:: Extract ::

On September 18, 2023, the Company effected a one-for-ten reverse split of its issued and outstanding Class A ordinary shares. The consolidated financial statements for the six months ended June 30, 2023 were retroactively restated to reflect this reverse split, unless otherwise specified.

 

   June 30, 2024   December 31, 2023 
   Number   Number 
   of shares   of shares 
Authorized:          
Preferred shares, no par value   50,000,000    50,000,000 
Class A Ordinary shares, no par value   200,000,000    200,000,000 
Class B Ordinary shares, no par value   50,000,000    50,000,000 

 

 

   June 30, 2024 
   Number 
   of shares 
Outstanding and fully paid:     
Ordinary shares, no par value     
At January 1, 2024   3,251,918 
Issuance of new shares for equity financing   3,238,067 
Warrants exercised and buy-back   1,456,080 
Note conversion into shares   68,913 
Equity compensation   3,632,325 
At June 30, 2024   11,647,303 

 

Warrants

 

On February 12, 2021, the Company entered into a Securities Purchase Agreement (“2021 SPA”) with certain institutional investors for the sale of 588,235 common shares (pre-reverse split), at a purchase price of $3.57 per share. Concurrently with the sale of the Common Shares, pursuant to the 2021 SPA the Company also sold warrants to purchase 588,235 common shares (pre-reverse split). The Company sold the Common Shares and Warrants for aggregate gross proceeds of approximately US$2.1 million, before commissions and expenses. The five-year Warrants will be immediately exercisable at an exercise price equal to $3.57 per share, and will terminate on the five-year anniversary of the initial exercise date of the Warrants. The net proceeds from the transactions will be approximately US$1.86 million, after deducting certain fees due to the placement agent and the Company’s estimated transaction expenses, and will be used for working capital and general corporate purposes.

:::
:: Material provided ::

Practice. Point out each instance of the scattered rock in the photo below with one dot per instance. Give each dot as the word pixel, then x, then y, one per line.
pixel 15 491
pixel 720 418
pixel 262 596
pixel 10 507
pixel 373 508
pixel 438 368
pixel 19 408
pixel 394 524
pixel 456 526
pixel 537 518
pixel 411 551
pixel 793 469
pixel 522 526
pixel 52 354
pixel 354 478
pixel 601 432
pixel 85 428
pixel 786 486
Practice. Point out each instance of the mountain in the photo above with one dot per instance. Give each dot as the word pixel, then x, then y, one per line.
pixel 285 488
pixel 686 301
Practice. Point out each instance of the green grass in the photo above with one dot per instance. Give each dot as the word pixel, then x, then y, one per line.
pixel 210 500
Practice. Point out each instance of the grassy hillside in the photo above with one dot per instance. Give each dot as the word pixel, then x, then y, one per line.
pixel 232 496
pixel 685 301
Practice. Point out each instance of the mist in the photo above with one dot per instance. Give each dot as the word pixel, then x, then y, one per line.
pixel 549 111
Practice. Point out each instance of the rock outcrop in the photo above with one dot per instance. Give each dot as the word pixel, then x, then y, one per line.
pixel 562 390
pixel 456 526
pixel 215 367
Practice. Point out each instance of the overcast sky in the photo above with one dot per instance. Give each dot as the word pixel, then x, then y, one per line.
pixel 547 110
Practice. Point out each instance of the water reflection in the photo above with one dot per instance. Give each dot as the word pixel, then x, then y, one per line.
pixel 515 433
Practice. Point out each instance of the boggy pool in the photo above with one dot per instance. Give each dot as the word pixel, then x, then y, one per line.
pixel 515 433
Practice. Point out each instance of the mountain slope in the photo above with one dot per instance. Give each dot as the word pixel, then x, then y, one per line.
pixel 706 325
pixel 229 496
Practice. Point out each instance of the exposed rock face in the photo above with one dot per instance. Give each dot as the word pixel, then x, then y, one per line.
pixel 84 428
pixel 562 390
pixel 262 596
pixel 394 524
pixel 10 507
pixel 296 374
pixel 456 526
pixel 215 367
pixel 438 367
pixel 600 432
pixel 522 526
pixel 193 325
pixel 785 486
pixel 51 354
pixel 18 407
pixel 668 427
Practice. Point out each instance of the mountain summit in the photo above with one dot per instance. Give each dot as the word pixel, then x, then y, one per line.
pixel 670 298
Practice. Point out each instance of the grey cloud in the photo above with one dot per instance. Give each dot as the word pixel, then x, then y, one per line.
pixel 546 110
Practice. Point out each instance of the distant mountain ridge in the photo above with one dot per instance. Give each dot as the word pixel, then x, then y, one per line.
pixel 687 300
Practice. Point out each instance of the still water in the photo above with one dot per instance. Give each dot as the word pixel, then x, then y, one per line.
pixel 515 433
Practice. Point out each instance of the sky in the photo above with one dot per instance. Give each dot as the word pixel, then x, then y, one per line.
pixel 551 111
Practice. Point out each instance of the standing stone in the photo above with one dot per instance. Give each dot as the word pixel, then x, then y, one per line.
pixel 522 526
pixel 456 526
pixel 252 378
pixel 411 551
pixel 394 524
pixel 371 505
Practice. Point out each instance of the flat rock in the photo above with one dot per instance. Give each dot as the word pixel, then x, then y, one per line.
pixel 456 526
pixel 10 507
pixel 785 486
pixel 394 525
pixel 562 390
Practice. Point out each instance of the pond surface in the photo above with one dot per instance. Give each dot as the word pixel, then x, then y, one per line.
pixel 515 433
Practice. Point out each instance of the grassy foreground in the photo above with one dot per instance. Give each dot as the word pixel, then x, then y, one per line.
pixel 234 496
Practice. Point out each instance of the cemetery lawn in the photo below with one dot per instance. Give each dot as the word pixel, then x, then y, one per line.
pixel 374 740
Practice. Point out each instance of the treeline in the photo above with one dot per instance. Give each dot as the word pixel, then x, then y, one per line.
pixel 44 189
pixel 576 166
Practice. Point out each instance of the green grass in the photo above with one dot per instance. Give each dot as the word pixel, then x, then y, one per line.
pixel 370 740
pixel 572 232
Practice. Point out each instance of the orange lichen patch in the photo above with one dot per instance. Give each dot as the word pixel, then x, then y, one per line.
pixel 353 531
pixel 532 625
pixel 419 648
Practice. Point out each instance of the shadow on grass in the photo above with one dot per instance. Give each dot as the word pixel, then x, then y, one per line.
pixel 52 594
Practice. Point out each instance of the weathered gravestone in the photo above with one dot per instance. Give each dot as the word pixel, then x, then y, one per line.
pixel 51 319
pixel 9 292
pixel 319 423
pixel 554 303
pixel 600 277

:::

* **Problems to work on**
1. In the financial excerpt, what was the purchase price per share under the 2021 SPA?
2. Give the stretch of the listing from the line containing "Practice. Point out each instance of the mist" through the line containing "pixel 687 300" as a numbered list, leaving out blank lines.

* **Responses for each task**
1. $3.57 per share.

2.
1. Practice. Point out each instance of the mist in the photo above with one dot per instance. Give each dot as the word pixel, then x, then y, one per line.
2. pixel 549 111
3. Practice. Point out each instance of the rock outcrop in the photo above with one dot per instance. Give each dot as the word pixel, then x, then y, one per line.
4. pixel 562 390
5. pixel 456 526
6. pixel 215 367
7. Practice. Point out each instance of the overcast sky in the photo above with one dot per instance. Give each dot as the word pixel, then x, then y, one per line.
8. pixel 547 110
9. Practice. Point out each instance of the water reflection in the photo above with one dot per instance. Give each dot as the word pixel, then x, then y, one per line.
10. pixel 515 433
11. Practice. Point out each instance of the boggy pool in the photo above with one dot per instance. Give each dot as the word pixel, then x, then y, one per line.
12. pixel 515 433
13. Practice. Point out each instance of the mountain slope in the photo above with one dot per instance. Give each dot as the word pixel, then x, then y, one per line.
14. pixel 706 325
15. pixel 229 496
16. Practice. Point out each instance of the exposed rock face in the photo above with one dot per instance. Give each dot as the word pixel, then x, then y, one per line.
17. pixel 84 428
18. pixel 562 390
19. pixel 262 596
20. pixel 394 524
21. pixel 10 507
22. pixel 296 374
23. pixel 456 526
24. pixel 215 367
25. pixel 438 367
26. pixel 600 432
27. pixel 522 526
28. pixel 193 325
29. pixel 785 486
30. pixel 51 354
31. pixel 18 407
32. pixel 668 427
33. Practice. Point out each instance of the mountain summit in the photo above with one dot per instance. Give each dot as the word pixel, then x, then y, one per line.
34. pixel 670 298
35. Practice. Point out each instance of the grey cloud in the photo above with one dot per instance. Give each dot as the word pixel, then x, then y, one per line.
36. pixel 546 110
37. Practice. Point out each instance of the distant mountain ridge in the photo above with one dot per instance. Give each dot as the word pixel, then x, then y, one per line.
38. pixel 687 300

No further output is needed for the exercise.